Directive 1 ▸
Select every line of the rows that contains the word "window" and copy each of those lines out.

----- Excerpt -----

2011-04-12 Thread Merlin Moncure
On Tue, Apr 12, 2011 at 3:54 AM, Glyn Astill glynast...@yahoo.co.uk wrote:
 --- On Tue, 12/4/11, Merlin Moncure mmonc...@gmail.com wrote:

  The issue I'm seeing is that 8 real cores
 outperform 16 real
  cores, which outperform 32 real cores under high
 concurrency.
 
  With every benchmark I've done of PostgreSQL, the
 knee in the
  performance graph comes right around ((2 * cores) +
  effective_spindle_count).  With the database fully
 cached (as I
  believe you mentioned), effective_spindle_count is
 zero.  If you
  don't use a connection pool to limit active
 transactions to the
  number from that formula, performance drops off.  The
 more CPUs you
  have, the sharper the drop after the knee.

 I was about to say something similar with some canned
 advice to use a
 connection pooler to control this.  However, OP
 scaling is more or
 less topping out at cores / 4...yikes!.  Here are my
 suspicions in
 rough order:

 1. There is scaling problem in client/network/etc.
 Trivially
 disproved, convert the test to pgbench -f and post results
 2. The test is in fact i/o bound. Scaling is going to be
 hardware/kernel determined.  Can we see
 iostat/vmstat/top snipped
 during test run?  Maybe no-op is burning you?

 This is during my 80 clients test, this is a point at which the performance 
 is well below that of the same machine limited to 8 cores.

 http://www.privatepaste.com/dc131ff26e

 3. Locking/concurrency issue in heavy_seat_function()

-----

Directive 2 ▸
Please reproduce the passage of the email thread that begins at the words "1. There is" and stops after "is burning you?".

----- Supplied records -----

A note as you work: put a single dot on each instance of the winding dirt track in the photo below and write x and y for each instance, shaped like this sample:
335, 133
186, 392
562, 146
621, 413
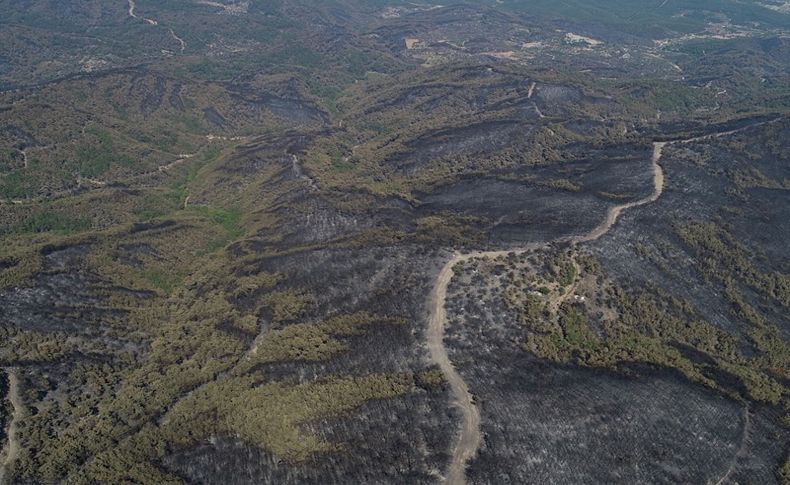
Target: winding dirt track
471, 436
11, 451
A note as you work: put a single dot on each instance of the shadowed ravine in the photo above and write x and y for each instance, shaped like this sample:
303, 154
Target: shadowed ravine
471, 435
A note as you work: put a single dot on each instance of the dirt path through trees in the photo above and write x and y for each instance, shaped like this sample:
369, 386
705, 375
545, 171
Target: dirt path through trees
471, 435
11, 450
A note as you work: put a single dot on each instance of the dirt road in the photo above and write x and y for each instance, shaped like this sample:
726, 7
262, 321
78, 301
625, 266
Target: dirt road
11, 450
471, 436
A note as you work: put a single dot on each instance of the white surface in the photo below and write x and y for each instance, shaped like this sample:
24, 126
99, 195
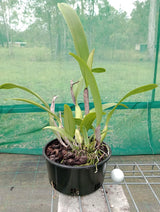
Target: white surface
96, 202
117, 175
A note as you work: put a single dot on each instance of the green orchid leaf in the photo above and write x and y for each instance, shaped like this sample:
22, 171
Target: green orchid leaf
98, 70
77, 121
76, 29
93, 87
78, 112
77, 87
90, 59
69, 123
11, 86
88, 121
131, 93
85, 136
61, 131
78, 137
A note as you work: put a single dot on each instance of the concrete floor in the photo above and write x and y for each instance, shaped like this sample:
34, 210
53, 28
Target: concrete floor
24, 185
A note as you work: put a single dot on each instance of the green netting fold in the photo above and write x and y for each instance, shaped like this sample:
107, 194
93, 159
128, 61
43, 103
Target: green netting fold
132, 131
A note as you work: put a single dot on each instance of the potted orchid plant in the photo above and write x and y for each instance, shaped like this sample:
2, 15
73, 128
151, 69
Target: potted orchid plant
76, 159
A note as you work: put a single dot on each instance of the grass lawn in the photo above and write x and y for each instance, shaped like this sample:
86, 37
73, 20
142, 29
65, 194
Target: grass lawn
32, 68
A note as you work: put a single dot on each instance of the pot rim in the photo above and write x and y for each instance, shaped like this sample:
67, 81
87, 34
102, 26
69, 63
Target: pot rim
75, 167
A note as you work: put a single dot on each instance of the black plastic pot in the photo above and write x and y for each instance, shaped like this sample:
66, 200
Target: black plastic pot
75, 180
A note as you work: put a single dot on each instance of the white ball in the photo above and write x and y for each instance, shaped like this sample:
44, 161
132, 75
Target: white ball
117, 175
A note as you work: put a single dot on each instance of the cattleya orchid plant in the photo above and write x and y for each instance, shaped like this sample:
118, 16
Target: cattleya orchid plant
74, 131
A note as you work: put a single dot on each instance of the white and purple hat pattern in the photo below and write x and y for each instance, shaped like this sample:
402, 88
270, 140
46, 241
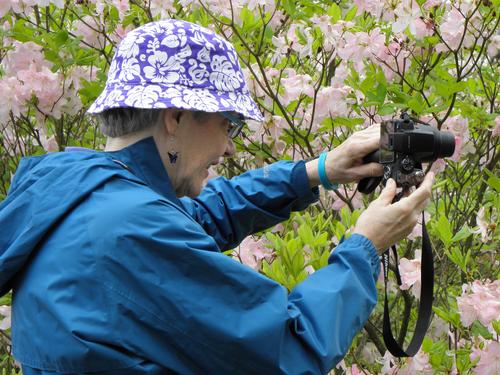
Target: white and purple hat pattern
178, 64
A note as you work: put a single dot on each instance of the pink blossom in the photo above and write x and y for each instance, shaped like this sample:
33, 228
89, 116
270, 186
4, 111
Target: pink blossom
332, 33
24, 56
390, 366
438, 166
296, 44
4, 7
354, 370
452, 28
423, 28
281, 50
370, 352
161, 8
483, 225
489, 364
276, 127
433, 3
392, 59
252, 252
496, 130
5, 311
407, 12
268, 5
331, 101
296, 86
494, 46
122, 6
410, 273
374, 7
90, 32
16, 101
459, 126
417, 230
479, 301
419, 364
49, 144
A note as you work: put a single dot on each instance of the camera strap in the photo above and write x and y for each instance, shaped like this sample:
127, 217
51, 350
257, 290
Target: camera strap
426, 298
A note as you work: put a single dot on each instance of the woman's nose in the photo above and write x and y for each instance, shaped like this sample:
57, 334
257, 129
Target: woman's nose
230, 149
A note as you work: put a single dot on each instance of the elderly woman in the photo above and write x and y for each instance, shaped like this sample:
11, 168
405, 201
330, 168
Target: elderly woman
115, 257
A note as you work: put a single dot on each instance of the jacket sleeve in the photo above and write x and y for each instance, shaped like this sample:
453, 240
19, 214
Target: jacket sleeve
174, 300
230, 210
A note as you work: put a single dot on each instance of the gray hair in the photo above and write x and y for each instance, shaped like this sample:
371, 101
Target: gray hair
117, 122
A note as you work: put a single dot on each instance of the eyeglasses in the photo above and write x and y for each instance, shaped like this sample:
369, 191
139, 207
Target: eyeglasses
235, 124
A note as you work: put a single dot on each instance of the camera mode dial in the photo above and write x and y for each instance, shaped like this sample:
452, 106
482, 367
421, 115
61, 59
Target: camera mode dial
407, 164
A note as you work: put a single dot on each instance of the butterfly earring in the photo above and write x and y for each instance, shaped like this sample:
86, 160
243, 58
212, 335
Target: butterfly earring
173, 155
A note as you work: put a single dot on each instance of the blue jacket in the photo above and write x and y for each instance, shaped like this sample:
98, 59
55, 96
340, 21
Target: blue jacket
113, 274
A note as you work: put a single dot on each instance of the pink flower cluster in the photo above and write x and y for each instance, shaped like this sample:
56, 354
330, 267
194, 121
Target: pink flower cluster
252, 252
19, 6
452, 30
410, 273
459, 126
29, 80
5, 311
479, 301
489, 362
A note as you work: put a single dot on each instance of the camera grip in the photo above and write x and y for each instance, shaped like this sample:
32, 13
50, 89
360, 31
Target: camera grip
369, 184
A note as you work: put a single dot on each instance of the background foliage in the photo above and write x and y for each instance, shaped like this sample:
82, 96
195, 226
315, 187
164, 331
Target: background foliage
319, 70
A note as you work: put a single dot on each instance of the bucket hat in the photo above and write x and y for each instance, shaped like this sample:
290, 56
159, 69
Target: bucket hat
176, 64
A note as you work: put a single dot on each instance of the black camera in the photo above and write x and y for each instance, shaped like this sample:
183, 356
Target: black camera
404, 144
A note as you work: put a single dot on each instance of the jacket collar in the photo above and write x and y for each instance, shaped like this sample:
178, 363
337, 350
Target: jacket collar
143, 160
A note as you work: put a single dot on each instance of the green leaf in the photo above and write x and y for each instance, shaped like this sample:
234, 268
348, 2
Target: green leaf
61, 38
493, 180
386, 109
335, 13
478, 329
496, 326
416, 104
351, 14
444, 230
463, 233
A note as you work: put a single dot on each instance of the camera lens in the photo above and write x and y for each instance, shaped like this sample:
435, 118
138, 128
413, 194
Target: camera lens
445, 144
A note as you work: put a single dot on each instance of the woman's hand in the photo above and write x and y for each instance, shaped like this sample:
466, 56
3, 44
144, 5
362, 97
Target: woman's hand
384, 223
344, 163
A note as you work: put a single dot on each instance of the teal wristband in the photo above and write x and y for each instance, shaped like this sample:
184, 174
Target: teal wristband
322, 173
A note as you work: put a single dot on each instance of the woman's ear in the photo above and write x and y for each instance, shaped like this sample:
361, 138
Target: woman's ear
170, 120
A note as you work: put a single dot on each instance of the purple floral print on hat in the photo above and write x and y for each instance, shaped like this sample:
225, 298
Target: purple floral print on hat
176, 64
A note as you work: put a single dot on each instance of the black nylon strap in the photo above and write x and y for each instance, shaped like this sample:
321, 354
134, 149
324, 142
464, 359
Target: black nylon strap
426, 299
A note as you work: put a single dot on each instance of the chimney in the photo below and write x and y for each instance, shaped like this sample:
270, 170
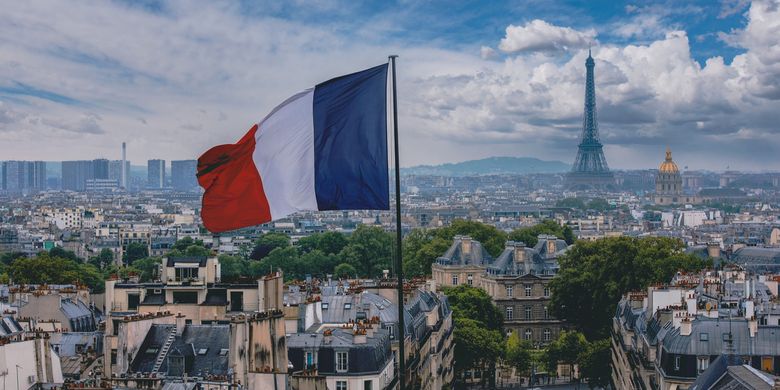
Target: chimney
753, 326
180, 322
465, 244
686, 327
519, 251
713, 250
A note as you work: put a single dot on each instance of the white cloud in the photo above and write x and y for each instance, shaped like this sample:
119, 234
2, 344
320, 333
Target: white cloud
538, 35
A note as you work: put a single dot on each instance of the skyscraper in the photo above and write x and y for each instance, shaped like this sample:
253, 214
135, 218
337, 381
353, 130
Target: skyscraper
76, 173
590, 169
155, 174
183, 175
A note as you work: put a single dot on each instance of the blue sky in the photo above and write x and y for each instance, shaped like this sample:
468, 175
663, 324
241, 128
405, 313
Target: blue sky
477, 79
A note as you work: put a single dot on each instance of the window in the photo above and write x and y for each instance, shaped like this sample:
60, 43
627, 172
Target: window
184, 274
702, 363
341, 362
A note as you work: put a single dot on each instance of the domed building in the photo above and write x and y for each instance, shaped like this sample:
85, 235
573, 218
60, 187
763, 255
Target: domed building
668, 184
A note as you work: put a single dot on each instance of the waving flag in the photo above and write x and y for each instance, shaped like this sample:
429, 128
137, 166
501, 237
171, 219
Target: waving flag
322, 149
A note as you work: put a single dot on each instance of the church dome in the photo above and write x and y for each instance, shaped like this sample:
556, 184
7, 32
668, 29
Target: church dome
668, 166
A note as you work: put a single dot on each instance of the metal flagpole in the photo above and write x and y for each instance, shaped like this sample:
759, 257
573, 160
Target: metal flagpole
398, 238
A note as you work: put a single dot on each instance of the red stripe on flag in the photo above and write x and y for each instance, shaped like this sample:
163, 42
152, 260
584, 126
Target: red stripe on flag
234, 196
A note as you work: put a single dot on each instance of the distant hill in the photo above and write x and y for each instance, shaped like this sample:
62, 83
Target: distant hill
490, 166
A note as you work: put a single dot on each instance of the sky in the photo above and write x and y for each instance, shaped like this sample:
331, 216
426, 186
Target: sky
475, 79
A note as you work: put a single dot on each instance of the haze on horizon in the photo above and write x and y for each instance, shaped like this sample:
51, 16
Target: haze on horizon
476, 80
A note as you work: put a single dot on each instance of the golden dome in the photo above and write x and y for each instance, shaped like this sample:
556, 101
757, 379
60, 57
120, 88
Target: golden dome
668, 166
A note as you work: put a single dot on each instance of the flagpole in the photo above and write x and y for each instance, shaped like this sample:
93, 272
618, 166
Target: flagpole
398, 240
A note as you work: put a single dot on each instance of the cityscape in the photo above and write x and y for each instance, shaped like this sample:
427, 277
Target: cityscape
517, 266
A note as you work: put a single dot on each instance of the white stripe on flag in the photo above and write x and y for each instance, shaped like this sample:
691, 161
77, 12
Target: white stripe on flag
284, 156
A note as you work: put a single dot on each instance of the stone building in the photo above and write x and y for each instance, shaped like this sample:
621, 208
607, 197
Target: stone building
669, 184
518, 281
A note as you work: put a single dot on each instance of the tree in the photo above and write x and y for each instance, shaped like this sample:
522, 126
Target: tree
267, 243
592, 364
475, 304
369, 250
328, 242
103, 259
477, 347
594, 275
421, 248
9, 257
567, 350
344, 270
135, 251
197, 251
232, 268
530, 235
182, 244
148, 268
518, 353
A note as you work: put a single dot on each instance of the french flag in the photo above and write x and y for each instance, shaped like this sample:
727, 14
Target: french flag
322, 149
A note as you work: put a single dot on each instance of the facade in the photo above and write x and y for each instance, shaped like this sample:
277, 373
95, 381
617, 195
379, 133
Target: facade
76, 173
671, 335
22, 176
155, 174
517, 281
183, 175
669, 184
590, 169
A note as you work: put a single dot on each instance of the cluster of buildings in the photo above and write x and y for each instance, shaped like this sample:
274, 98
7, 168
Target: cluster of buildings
709, 330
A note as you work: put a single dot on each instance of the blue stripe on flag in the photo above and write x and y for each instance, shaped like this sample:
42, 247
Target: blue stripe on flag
350, 142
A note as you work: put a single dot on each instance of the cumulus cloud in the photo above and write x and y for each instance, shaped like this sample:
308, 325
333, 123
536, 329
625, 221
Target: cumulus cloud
538, 35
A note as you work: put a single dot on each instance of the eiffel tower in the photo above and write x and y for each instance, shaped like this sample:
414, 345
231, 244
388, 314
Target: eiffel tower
590, 169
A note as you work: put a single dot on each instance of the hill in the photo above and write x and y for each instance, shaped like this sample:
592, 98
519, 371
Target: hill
490, 166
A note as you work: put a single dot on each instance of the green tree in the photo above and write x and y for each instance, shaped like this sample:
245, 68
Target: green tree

-----

Problem solution 1 ▸
A note as you work: put a single dot on each instance of the window in the photo above and write x and y for each instance, shaped like this sample:
Target: window

Problem solution 2 ▸
1. There is scaling problem in client/network/etc.
 Trivially
 disproved, convert the test to pgbench -f and post results
 2. The test is in fact i/o bound. Scaling is going to be
 hardware/kernel determined.  Can we see
 iostat/vmstat/top snipped
 during test run?  Maybe no-op is burning you?